▸ WRITTEN REQUEST 1:
Name every nitriding process that the passage on nitride hardening below describes as known.
▸ WRITTEN REQUEST 2:
Carry on the passage on nitride hardening below, starting after its final sentence.

▸ DOCUMENT EXTRACT:
-*-*-
The nitride hardening of metal parts (work pieces, tools and other metal articles) to improve their wear characteristics is well-known in the art. Three nitride hardening or nitriding processes are known namely nitriding by immersing the metal articles into molten salt baths, nitriding in the gas phase and finally nitriding in cold plasma.
Currently two cold plasma processes providing the active reagents necessary i.e. ions, electrons and other active energized neutral gaseous particles for the thermo-chemical reactions occurring on the surface of the parts to be treated are known.
The most common of these processes is the ionic nitriding process whereby the parts to be treated are placed inside a furnace where they constitute the cathode and where the grounded walls of the furnace constitute the anode. An electrical generator provides the current (pulsed or D.C.) necessary for heating the furnace and for generating a plasma.
To generate the plasma a gas, such as nitrogen, hydrogen, methane or others depending on the desired hardening is introduced into a vacuum chamber where a glow discharge generates the active reagents (ions, electrons and other active, energized neutral gaseous particles) directly on and around the surface of the metal parts to be treated.
-*-*-
▸ Records from a point labeling set:
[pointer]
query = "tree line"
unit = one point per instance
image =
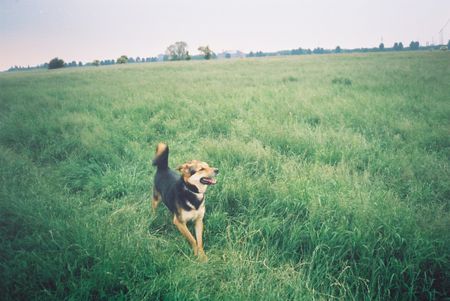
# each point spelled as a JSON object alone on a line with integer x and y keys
{"x": 179, "y": 51}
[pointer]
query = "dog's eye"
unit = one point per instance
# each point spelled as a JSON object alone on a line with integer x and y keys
{"x": 192, "y": 171}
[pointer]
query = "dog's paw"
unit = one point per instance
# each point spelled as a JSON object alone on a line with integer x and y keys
{"x": 202, "y": 256}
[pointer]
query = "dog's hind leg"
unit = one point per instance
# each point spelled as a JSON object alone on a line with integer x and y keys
{"x": 156, "y": 200}
{"x": 185, "y": 231}
{"x": 198, "y": 235}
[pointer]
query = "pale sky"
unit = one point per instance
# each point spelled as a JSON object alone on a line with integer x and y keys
{"x": 35, "y": 31}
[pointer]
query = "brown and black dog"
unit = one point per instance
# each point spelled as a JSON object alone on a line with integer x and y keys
{"x": 183, "y": 194}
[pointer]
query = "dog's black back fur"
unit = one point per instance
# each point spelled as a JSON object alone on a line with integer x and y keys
{"x": 175, "y": 193}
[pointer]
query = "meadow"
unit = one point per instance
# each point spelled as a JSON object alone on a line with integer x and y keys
{"x": 334, "y": 179}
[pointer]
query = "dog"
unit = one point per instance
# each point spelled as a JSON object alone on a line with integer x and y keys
{"x": 184, "y": 195}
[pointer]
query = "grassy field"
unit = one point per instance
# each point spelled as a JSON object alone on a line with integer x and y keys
{"x": 334, "y": 182}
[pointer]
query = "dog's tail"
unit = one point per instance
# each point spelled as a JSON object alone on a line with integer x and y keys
{"x": 161, "y": 159}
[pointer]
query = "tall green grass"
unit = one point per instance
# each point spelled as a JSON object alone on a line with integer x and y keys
{"x": 334, "y": 180}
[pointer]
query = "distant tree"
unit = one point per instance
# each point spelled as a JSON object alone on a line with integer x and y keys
{"x": 56, "y": 63}
{"x": 414, "y": 45}
{"x": 207, "y": 52}
{"x": 398, "y": 46}
{"x": 122, "y": 59}
{"x": 177, "y": 51}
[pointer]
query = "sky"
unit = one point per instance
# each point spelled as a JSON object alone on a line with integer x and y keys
{"x": 34, "y": 31}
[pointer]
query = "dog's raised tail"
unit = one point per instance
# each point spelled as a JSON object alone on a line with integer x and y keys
{"x": 161, "y": 159}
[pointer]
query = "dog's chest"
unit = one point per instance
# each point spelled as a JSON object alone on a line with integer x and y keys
{"x": 193, "y": 214}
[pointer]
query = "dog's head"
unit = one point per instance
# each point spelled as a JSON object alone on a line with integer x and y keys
{"x": 198, "y": 173}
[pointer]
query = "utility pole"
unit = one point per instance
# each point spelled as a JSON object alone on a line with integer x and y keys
{"x": 441, "y": 32}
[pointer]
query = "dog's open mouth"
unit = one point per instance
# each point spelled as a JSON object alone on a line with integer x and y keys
{"x": 208, "y": 181}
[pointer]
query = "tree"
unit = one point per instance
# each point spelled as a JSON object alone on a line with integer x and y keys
{"x": 122, "y": 59}
{"x": 414, "y": 45}
{"x": 207, "y": 52}
{"x": 56, "y": 63}
{"x": 177, "y": 51}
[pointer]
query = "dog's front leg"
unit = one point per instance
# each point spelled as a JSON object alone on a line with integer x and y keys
{"x": 185, "y": 231}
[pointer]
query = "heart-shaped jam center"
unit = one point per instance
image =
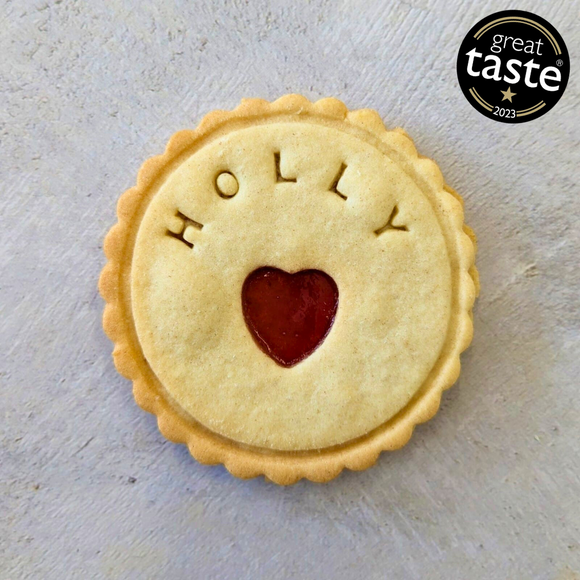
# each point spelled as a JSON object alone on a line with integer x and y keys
{"x": 289, "y": 315}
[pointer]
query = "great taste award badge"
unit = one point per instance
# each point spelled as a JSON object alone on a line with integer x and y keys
{"x": 513, "y": 66}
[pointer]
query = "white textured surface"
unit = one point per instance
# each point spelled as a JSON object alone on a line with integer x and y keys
{"x": 88, "y": 487}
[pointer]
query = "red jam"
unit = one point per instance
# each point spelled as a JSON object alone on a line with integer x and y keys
{"x": 289, "y": 315}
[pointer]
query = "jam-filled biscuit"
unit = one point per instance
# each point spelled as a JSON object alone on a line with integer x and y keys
{"x": 290, "y": 287}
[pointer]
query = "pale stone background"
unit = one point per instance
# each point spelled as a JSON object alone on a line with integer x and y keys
{"x": 489, "y": 489}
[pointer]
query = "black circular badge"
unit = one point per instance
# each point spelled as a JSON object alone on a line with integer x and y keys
{"x": 513, "y": 66}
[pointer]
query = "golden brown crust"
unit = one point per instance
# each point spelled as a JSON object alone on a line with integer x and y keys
{"x": 207, "y": 447}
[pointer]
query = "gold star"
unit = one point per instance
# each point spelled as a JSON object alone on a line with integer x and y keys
-*-*-
▸ FINAL RESULT 1:
Nitriding by immersing the metal articles into molten salt baths, nitriding in the gas phase, and nitriding in cold plasma.

▸ FINAL RESULT 2:
In accordance with the second known process the active reagents are generated by microwave discharge in a plasma generator provided adjacent to and outside of the nitriding furnace. The plasma thus generated is directed into a vacuum furnace comprising the heated parts to be treated. This process is known in the art as post-discharge nitriding.
While both processes provide the desired nitride hardening and improve the wear characteristics of the treated parts they suffer from several drawbacks.
In the ionic nitriding process the parts to be treated constitute the cathode and provide the heat necessary for the nitriding process. The uneven shape and geometry of the parts to be treated make it very difficult to control the heat distribution in the furnace. Moreover as the number or parts as well as their shape or geometry vary from one load to another it is difficult to calibrate the furnaces, the heating characteristics varying with the load. This results in an uneven temperature throughout the chamber. Where, however, the temperature in industrial furnaces cannot be properly controlled the nitride hardening quality of the treated articles suffers.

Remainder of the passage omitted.